Count the lines below that contain the word "white", and report only that number.

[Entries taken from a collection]
————————

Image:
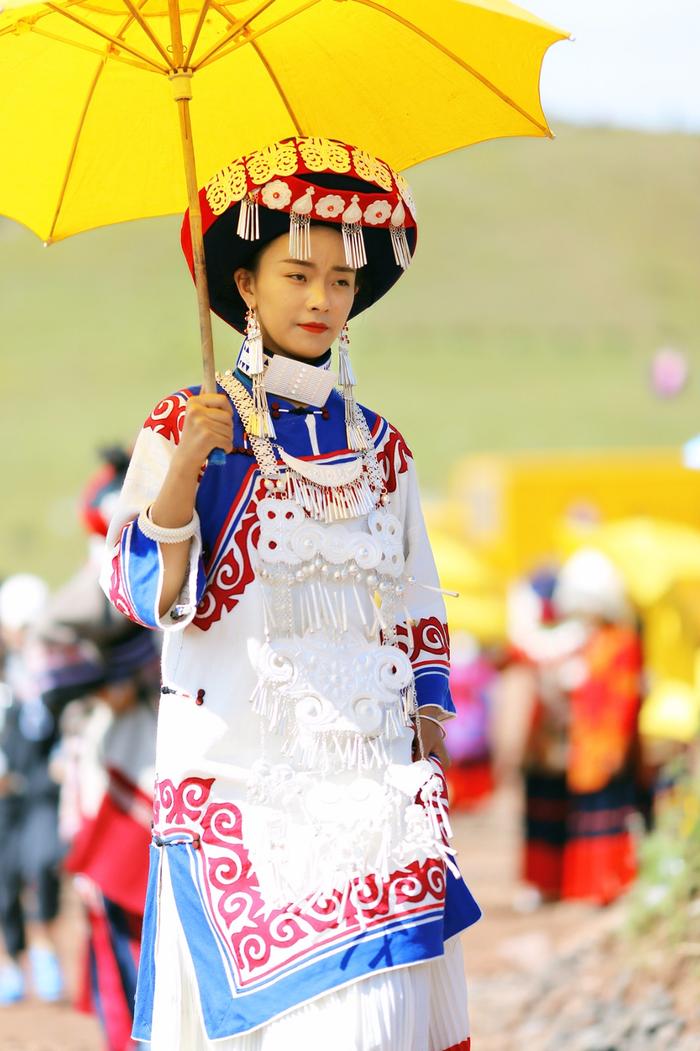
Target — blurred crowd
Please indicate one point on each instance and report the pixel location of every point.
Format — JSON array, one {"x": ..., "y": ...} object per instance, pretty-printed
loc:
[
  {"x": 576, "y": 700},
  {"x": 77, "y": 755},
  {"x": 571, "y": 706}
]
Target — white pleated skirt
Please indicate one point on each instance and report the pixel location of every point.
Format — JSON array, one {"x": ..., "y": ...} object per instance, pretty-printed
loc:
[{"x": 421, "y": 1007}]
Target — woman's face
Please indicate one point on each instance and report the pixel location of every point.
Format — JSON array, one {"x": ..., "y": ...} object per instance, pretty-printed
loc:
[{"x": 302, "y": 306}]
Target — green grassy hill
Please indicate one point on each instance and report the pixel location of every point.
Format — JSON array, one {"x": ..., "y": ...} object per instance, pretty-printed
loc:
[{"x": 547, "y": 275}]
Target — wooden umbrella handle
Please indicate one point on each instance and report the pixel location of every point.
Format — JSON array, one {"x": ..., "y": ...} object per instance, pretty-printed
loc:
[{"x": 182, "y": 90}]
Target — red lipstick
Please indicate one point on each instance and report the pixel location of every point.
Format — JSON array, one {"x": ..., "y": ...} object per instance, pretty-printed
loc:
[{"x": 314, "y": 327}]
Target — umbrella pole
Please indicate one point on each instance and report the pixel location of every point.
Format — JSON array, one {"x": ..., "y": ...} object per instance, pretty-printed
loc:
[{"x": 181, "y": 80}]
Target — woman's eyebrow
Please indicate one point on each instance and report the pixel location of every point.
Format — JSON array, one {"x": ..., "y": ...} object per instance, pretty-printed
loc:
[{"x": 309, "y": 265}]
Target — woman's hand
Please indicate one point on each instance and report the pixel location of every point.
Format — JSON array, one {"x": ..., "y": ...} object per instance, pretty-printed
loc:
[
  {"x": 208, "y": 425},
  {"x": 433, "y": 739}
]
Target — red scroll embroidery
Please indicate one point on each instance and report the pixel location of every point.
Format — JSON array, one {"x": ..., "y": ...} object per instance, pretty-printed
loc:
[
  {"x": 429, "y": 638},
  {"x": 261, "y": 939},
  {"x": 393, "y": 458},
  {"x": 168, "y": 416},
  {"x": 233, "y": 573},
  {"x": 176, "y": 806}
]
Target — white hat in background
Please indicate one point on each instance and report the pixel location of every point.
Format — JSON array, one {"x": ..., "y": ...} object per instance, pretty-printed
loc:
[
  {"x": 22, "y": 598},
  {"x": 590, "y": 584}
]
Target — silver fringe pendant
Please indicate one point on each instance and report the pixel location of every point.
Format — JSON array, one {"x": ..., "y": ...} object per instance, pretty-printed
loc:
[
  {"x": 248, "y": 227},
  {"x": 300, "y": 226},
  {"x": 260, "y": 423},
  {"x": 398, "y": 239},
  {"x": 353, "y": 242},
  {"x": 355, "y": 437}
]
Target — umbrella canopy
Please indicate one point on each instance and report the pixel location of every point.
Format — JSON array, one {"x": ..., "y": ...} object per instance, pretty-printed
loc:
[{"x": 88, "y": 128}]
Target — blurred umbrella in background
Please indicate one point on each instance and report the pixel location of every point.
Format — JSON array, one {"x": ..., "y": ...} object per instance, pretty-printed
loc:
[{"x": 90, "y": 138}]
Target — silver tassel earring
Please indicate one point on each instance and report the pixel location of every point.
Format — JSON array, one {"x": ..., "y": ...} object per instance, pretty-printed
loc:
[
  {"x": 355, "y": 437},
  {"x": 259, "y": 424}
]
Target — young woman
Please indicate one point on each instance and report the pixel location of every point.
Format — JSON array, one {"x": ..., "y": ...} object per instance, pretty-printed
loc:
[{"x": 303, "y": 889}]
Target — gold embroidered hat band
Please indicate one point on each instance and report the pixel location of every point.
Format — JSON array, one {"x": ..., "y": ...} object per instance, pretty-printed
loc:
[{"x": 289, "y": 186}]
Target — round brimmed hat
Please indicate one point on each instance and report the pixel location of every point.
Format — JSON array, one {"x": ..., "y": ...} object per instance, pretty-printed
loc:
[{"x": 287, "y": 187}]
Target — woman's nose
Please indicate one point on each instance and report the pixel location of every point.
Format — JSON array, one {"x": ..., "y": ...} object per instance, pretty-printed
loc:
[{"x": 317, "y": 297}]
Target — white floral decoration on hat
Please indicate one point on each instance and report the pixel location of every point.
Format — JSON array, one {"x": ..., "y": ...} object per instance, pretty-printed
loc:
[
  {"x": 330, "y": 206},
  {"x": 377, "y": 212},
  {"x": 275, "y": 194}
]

————————

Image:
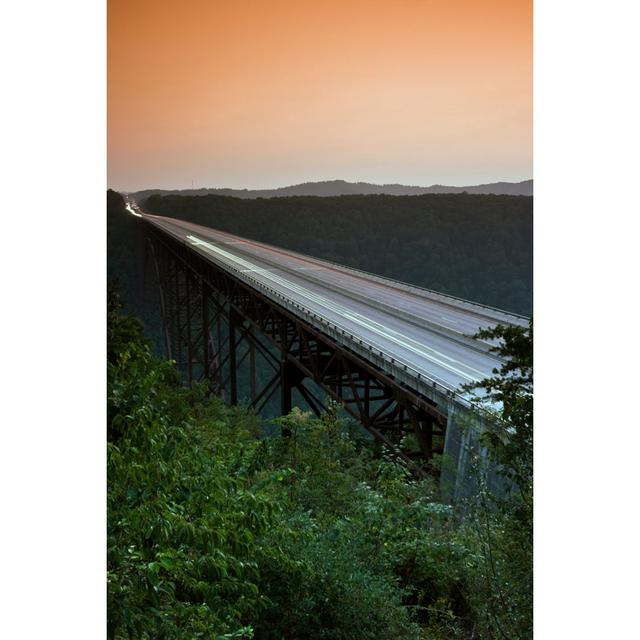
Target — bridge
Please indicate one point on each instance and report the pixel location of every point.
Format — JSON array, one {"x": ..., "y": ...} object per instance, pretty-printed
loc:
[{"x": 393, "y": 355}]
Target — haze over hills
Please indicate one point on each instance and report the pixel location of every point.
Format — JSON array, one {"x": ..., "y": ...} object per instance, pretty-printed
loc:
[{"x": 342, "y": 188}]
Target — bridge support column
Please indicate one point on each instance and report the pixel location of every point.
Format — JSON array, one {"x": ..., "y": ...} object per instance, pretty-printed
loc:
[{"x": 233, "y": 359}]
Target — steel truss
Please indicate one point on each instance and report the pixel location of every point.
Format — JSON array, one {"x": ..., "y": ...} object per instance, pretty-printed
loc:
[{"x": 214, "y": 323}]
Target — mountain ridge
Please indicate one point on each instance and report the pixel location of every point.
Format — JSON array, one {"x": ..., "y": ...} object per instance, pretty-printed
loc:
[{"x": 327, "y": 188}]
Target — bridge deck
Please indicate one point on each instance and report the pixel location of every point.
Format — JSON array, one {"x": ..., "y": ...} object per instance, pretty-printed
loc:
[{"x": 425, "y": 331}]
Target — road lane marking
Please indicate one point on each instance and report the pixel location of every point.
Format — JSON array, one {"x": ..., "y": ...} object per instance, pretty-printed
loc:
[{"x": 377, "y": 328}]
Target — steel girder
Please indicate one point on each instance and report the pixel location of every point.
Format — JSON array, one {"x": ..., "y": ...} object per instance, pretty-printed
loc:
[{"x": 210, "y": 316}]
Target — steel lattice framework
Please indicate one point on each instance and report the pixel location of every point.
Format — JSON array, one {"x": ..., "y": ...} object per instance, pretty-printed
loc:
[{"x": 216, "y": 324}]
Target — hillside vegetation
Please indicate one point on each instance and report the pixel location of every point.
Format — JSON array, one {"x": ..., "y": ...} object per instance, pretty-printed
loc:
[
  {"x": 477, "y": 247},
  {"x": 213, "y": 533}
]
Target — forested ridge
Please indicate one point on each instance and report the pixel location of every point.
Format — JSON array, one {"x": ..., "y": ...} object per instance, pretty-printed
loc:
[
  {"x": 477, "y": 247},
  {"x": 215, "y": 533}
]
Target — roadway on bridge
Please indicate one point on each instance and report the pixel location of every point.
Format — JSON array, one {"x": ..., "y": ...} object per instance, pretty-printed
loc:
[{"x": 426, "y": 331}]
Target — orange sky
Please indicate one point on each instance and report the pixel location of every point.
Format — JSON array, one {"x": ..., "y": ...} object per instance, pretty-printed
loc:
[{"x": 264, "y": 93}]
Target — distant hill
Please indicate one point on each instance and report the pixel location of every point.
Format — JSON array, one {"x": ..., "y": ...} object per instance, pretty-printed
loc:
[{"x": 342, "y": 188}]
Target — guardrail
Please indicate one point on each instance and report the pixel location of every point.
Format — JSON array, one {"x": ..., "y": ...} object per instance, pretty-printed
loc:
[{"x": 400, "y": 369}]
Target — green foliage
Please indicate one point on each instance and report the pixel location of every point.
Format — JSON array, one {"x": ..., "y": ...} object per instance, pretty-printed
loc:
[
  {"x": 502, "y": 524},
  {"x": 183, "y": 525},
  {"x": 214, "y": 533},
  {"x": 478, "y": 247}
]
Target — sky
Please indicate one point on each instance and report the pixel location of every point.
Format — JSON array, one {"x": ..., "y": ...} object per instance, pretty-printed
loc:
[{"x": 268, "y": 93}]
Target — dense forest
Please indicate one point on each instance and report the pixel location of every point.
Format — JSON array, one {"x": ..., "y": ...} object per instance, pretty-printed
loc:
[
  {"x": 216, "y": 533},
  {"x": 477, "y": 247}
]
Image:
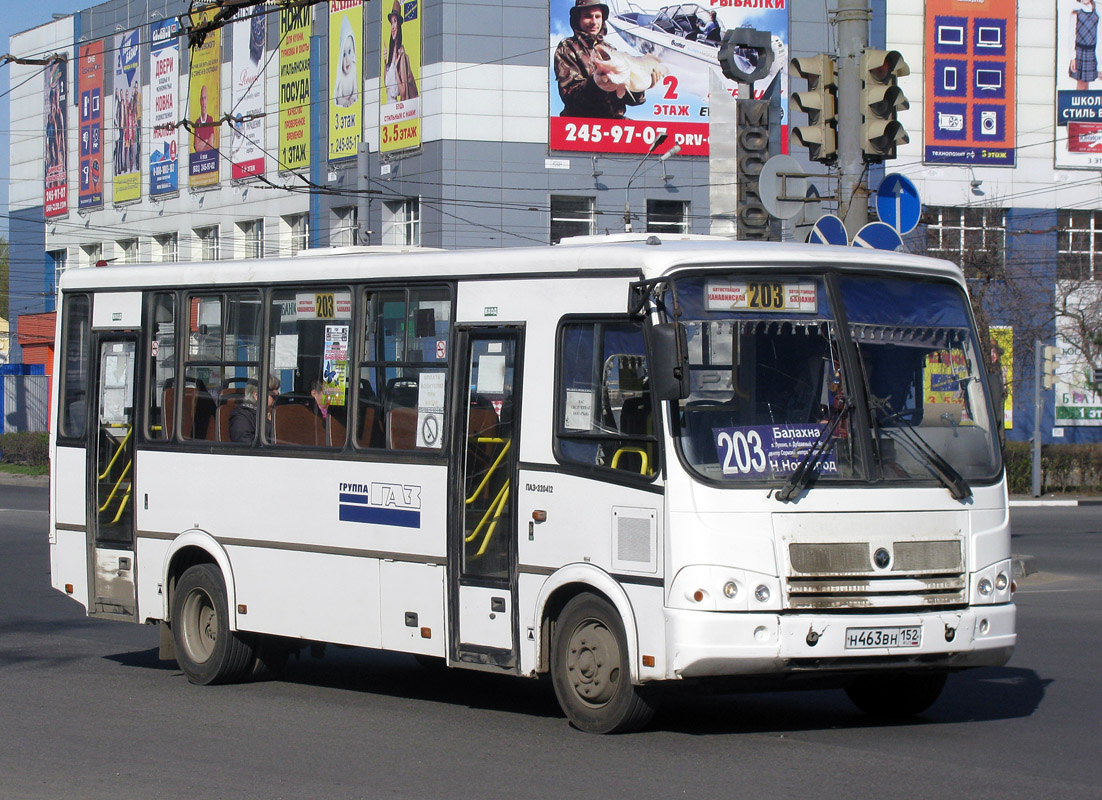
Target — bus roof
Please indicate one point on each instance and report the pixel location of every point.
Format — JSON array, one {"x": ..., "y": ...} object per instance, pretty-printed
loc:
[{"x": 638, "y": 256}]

————————

Answer:
3